WHAT YOU WILL DO:
Write the data from the line containing "segment: roof gable" through the line containing "202 98 L 199", both included, as a JSON list of strings, one string per line, leaving out blank lines.
+ + + + + + +
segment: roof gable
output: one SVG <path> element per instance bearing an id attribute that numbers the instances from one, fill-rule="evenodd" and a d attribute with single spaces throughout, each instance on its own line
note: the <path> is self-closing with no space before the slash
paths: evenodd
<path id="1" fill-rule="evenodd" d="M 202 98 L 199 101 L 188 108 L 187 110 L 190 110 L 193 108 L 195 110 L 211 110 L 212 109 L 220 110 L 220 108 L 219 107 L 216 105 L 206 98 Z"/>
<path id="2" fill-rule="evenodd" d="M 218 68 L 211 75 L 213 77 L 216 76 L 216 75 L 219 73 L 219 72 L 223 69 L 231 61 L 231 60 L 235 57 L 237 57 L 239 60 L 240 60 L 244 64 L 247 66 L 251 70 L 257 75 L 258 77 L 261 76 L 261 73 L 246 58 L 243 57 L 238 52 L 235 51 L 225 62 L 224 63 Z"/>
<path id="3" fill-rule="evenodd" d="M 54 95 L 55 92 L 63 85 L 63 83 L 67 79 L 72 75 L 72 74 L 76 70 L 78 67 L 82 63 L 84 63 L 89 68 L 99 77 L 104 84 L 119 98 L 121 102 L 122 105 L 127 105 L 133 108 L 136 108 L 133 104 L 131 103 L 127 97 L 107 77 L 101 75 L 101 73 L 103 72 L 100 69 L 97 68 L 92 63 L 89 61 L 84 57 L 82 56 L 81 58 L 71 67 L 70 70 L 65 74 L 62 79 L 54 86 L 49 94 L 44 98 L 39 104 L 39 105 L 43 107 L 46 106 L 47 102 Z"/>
+ + + + + + +
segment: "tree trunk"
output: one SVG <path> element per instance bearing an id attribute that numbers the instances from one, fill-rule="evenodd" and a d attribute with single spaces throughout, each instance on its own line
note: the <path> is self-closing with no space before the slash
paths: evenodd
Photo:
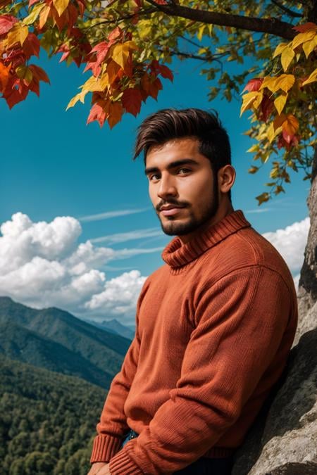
+ + + + + + +
RESULT BELOW:
[
  "segment: roof gable",
  "output: one SVG <path> element per instance bearing an id attribute that numbers the instances from one, fill-rule=\"evenodd\" and a d attribute with single spaces throughout, each instance on its own line",
  "note: the <path> is self-closing with no space before the slash",
  "paths: evenodd",
  "<path id=\"1\" fill-rule=\"evenodd\" d=\"M 202 98 L 199 101 L 188 108 L 187 110 L 190 110 L 193 108 L 195 110 L 211 110 L 212 109 L 220 110 L 220 108 L 219 107 L 216 105 L 206 98 Z\"/>"
]